## [Seitenauszug]
┏━━
Locke - No turning back Grossbritannien, USA 2013 – 85min.
Filmkritik
Die Nacht der Entscheidung
Eine Nacht, ein Mann im Auto und ein Telefon: Das sind die Ingredienzien eines aussergewöhnlichen Psychothrillers. Ein Mann lässt alles hinter sich, um einer Frau bei einer Geburt beizustehen. Es ist nicht seine Ehefrau. Das packende Kammerspiel von Steven Knight vereint Ort und Zeit und ist Kino pur – schnörkellos und ungeschminkt.
Die Nacht bricht an: Ivan Locke, Bauleiter einer Grossbaustelle in Birmingham, gibt Anweisungen für den nächsten Tag, an dem das Fundament eines Grossprojekts gegossen werden soll. Doch er wird persönlich nicht anwesend sein. Er hat sich gegen seinen Job und für ein persönliches Engagement entschieden.
Er steigt ins Auto und steuert von Birmingham nach London. Dort wartet Bethan, offensichtlich ein "One-night-Stand", auf die Geburt ihres Kindes. Locke will dabei sein und sich nicht wie sein Vater davonstehlen, der einst seine Mutter im Stich gelassen hatte. Pausenlos hängt Locke am Telefon, um seinen verunsicherten Kollegen Donal für die wichtige Betonlieferung "fit" zu machen, gleichzeitig seinen Boss zu beschwichtigen, seiner Frau Katrina reinen Wein einzuschenken und die bange Bethan zu beruhigen.
┗━━
## [Anforderung 1]
Fasse die Filmkritik bitte in zwei Sätzen zusammen.
## [Anforderung 2]
Entnimm der Filmkritik wortgetreu den Text von „Die Nacht bricht“ bis „Bethan zu beruhigen.“.
## [Anforderung 3]
Nenne alle Personen, die in der Filmkritik mit Namen vorkommen.

## [Daten]
┏━━
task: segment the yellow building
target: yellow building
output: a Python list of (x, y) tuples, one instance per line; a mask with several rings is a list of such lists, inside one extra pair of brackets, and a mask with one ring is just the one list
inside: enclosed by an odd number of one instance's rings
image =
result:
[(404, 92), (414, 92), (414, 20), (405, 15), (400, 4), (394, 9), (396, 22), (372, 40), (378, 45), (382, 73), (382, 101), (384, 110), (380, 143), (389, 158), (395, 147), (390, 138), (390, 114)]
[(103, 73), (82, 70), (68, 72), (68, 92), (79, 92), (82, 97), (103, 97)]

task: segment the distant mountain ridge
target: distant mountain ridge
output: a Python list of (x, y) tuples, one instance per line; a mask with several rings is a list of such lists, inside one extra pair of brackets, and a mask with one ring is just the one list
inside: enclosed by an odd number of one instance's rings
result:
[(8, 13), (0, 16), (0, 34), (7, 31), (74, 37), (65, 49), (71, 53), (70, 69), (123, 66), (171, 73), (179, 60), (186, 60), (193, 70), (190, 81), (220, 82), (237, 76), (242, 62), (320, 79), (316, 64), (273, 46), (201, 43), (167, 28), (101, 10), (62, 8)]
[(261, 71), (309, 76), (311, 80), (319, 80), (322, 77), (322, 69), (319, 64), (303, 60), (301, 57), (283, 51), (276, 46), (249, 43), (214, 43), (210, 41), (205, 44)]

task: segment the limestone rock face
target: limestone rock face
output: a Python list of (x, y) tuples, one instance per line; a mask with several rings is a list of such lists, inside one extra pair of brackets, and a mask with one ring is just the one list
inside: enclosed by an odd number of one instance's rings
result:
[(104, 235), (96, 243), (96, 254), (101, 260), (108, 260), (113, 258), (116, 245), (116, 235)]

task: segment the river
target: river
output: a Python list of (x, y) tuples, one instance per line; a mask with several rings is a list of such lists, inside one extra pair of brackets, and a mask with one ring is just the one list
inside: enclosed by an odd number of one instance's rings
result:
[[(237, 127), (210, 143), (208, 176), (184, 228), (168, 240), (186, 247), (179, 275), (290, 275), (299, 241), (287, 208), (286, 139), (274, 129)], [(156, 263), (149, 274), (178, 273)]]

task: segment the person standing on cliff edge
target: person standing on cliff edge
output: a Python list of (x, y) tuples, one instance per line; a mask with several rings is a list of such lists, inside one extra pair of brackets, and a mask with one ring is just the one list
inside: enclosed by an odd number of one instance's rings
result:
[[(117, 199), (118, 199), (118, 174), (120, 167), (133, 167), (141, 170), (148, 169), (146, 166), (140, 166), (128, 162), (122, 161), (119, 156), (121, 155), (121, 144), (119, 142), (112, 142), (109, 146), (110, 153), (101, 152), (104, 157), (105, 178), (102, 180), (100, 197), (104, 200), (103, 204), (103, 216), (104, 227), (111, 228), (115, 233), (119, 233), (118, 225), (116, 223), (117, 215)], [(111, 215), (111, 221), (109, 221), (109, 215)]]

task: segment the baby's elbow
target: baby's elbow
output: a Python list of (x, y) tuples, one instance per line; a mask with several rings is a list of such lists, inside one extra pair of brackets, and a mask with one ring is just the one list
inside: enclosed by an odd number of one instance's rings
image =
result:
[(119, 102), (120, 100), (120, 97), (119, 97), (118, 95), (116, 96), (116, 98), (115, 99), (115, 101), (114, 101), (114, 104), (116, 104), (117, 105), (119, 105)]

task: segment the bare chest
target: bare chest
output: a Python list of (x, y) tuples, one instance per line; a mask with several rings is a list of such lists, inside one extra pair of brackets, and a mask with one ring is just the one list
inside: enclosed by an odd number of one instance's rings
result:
┗━━
## [Vollständige Antwort 1]
Die Filmkritik beschreibt „Locke – No turning back“ als schnörkelloses Kammerspiel von Steven Knight, in dem ein Mann nachts alles hinter sich lässt, um einer Frau, die nicht seine Ehefrau ist, bei einer Geburt beizustehen. Der Bauleiter Ivan Locke fährt von Birmingham nach London zu Bethan und telefoniert unterwegs pausenlos mit seinem Kollegen Donal, seinem Boss, seiner Frau Katrina und Bethan.

## [Vollständige Antwort 2]
Die Nacht bricht an: Ivan Locke, Bauleiter einer Grossbaustelle in Birmingham, gibt Anweisungen für den nächsten Tag, an dem das Fundament eines Grossprojekts gegossen werden soll. Doch er wird persönlich nicht anwesend sein. Er hat sich gegen seinen Job und für ein persönliches Engagement entschieden.
Er steigt ins Auto und steuert von Birmingham nach London. Dort wartet Bethan, offensichtlich ein "One-night-Stand", auf die Geburt ihres Kindes. Locke will dabei sein und sich nicht wie sein Vater davonstehlen, der einst seine Mutter im Stich gelassen hatte. Pausenlos hängt Locke am Telefon, um seinen verunsicherten Kollegen Donal für die wichtige Betonlieferung "fit" zu machen, gleichzeitig seinen Boss zu beschwichtigen, seiner Frau Katrina reinen Wein einzuschenken und die bange Bethan zu beruhigen.

## [Vollständige Antwort 3]
Steven Knight
Ivan Locke
Bethan
Donal
Katrina